■ Stated problem: Retype every line of the records below without changing anything.

═══ Raw data

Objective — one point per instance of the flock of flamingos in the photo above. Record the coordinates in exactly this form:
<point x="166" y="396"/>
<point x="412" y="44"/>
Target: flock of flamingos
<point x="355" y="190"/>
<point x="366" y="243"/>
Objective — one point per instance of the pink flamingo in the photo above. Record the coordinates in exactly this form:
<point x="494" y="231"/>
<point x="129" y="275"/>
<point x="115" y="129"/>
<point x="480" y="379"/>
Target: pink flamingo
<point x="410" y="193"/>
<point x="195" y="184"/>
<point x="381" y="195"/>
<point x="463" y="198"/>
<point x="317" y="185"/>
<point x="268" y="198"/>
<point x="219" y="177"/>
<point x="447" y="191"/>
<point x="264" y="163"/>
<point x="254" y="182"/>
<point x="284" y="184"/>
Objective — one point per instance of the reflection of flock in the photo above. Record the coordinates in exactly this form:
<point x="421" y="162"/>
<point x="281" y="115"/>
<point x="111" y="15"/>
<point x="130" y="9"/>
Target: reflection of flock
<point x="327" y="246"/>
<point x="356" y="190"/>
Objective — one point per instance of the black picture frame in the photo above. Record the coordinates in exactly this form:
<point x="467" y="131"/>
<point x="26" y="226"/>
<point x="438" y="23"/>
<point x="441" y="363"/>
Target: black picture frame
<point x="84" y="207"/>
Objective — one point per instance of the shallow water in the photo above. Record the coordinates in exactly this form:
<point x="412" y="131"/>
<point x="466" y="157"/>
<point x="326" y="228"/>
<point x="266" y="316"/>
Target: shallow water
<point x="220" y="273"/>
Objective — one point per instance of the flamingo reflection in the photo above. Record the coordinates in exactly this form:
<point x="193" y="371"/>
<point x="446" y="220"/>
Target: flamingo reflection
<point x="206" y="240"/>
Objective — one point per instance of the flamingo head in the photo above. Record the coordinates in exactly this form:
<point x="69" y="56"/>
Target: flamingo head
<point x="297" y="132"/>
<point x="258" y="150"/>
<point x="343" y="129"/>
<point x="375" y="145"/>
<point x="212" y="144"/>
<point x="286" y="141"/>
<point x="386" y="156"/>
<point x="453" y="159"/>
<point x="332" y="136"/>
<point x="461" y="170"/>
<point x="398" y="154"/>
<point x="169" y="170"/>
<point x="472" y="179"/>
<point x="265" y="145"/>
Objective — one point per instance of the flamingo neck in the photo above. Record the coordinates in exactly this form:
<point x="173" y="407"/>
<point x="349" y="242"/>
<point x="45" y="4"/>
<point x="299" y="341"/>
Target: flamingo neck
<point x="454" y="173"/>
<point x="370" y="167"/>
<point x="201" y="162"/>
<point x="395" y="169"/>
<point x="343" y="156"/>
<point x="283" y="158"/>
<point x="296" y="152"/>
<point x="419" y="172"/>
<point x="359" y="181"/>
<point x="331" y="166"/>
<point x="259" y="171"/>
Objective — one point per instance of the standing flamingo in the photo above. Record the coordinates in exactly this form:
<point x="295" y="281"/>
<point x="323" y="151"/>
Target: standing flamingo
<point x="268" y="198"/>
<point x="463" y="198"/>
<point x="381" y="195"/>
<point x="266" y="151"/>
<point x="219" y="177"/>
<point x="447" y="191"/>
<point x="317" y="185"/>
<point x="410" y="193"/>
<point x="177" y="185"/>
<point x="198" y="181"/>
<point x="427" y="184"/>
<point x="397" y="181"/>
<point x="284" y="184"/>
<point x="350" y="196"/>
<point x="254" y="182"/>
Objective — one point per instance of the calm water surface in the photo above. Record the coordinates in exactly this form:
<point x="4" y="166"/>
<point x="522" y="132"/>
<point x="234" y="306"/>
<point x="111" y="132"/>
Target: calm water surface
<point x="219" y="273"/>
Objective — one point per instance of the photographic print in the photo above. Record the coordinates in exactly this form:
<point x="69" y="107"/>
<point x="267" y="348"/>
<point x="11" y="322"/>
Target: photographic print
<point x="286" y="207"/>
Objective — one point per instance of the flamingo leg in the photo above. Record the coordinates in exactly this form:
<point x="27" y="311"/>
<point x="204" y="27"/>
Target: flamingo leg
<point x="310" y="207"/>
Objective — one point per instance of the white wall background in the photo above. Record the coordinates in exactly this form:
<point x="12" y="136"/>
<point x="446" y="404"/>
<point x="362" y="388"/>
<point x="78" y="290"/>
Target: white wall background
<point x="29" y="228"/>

══════

■ Solution to this task:
Objective — one point per instance of the flock of flamingos in the photo above. Record the coordinates in exactly this form:
<point x="166" y="396"/>
<point x="412" y="44"/>
Target: flock of flamingos
<point x="355" y="190"/>
<point x="366" y="243"/>
Objective — one point per instance of the pink flamingo in the photo above. Record the coordinates in exactly this form:
<point x="494" y="231"/>
<point x="129" y="275"/>
<point x="115" y="129"/>
<point x="480" y="379"/>
Target: pink flamingo
<point x="410" y="193"/>
<point x="195" y="184"/>
<point x="381" y="195"/>
<point x="463" y="198"/>
<point x="317" y="185"/>
<point x="268" y="198"/>
<point x="219" y="177"/>
<point x="447" y="191"/>
<point x="264" y="163"/>
<point x="254" y="182"/>
<point x="284" y="184"/>
Objective — one point per instance of the reflection of flock in the photo above. Record the coordinates in exactly this form:
<point x="421" y="162"/>
<point x="281" y="115"/>
<point x="111" y="15"/>
<point x="130" y="9"/>
Target: reflection of flock
<point x="327" y="246"/>
<point x="356" y="190"/>
Objective — one point per instance of the black picture frame in the photo above. Record the coordinates in exactly this form:
<point x="467" y="131"/>
<point x="26" y="226"/>
<point x="438" y="23"/>
<point x="441" y="363"/>
Target: black picture frame
<point x="84" y="207"/>
Objective — one point per instance of the shallow water in the photo above. Record the coordinates in exactly this form:
<point x="412" y="131"/>
<point x="466" y="157"/>
<point x="326" y="228"/>
<point x="266" y="316"/>
Target: shallow water
<point x="220" y="273"/>
Objective — one point per instance of the flamingo reflection in the photo above. Record the coordinates in exactly this form:
<point x="193" y="371"/>
<point x="446" y="220"/>
Target: flamingo reflection
<point x="206" y="240"/>
Objective — one point per instance of the flamingo head in the photo above. Record the coordinates in exactly this form:
<point x="69" y="56"/>
Target: flamingo head
<point x="297" y="132"/>
<point x="258" y="150"/>
<point x="343" y="129"/>
<point x="375" y="145"/>
<point x="212" y="144"/>
<point x="286" y="141"/>
<point x="386" y="156"/>
<point x="453" y="159"/>
<point x="332" y="136"/>
<point x="461" y="170"/>
<point x="398" y="154"/>
<point x="169" y="170"/>
<point x="472" y="179"/>
<point x="265" y="145"/>
Objective — one point per instance of the flamingo neck in the photo above. Record the coordinates in exactly this form:
<point x="173" y="407"/>
<point x="349" y="242"/>
<point x="45" y="4"/>
<point x="299" y="341"/>
Target: flamingo neck
<point x="454" y="173"/>
<point x="370" y="167"/>
<point x="201" y="162"/>
<point x="395" y="169"/>
<point x="343" y="156"/>
<point x="283" y="158"/>
<point x="296" y="152"/>
<point x="419" y="172"/>
<point x="359" y="181"/>
<point x="331" y="166"/>
<point x="259" y="171"/>
Objective — one point per instance of the standing flamingo in the photo above. Record the coordinates in exactly this form:
<point x="295" y="281"/>
<point x="323" y="151"/>
Target: standing flamingo
<point x="268" y="198"/>
<point x="463" y="198"/>
<point x="381" y="195"/>
<point x="266" y="151"/>
<point x="219" y="177"/>
<point x="447" y="191"/>
<point x="317" y="185"/>
<point x="410" y="193"/>
<point x="177" y="185"/>
<point x="198" y="181"/>
<point x="427" y="184"/>
<point x="397" y="181"/>
<point x="284" y="184"/>
<point x="350" y="196"/>
<point x="254" y="182"/>
Objective — one point per instance of the calm water surface in the photo above. Record the coordinates in exactly this form:
<point x="4" y="166"/>
<point x="522" y="132"/>
<point x="234" y="306"/>
<point x="111" y="132"/>
Target: calm water surface
<point x="219" y="273"/>
Objective — one point per instance of the photographic print in the photo above. Record the coordinates in exactly this form:
<point x="69" y="107"/>
<point x="267" y="348"/>
<point x="11" y="322"/>
Target: photographic print
<point x="286" y="207"/>
Objective — one point per instance of the flamingo leg in the photo above. Record the coordinates in exactly this form:
<point x="27" y="311"/>
<point x="204" y="27"/>
Target: flamingo leg
<point x="310" y="207"/>
Objective — one point per instance of the white wall background in the photo above. Record the coordinates in exactly this form:
<point x="12" y="136"/>
<point x="446" y="404"/>
<point x="362" y="388"/>
<point x="78" y="290"/>
Target: white wall background
<point x="29" y="228"/>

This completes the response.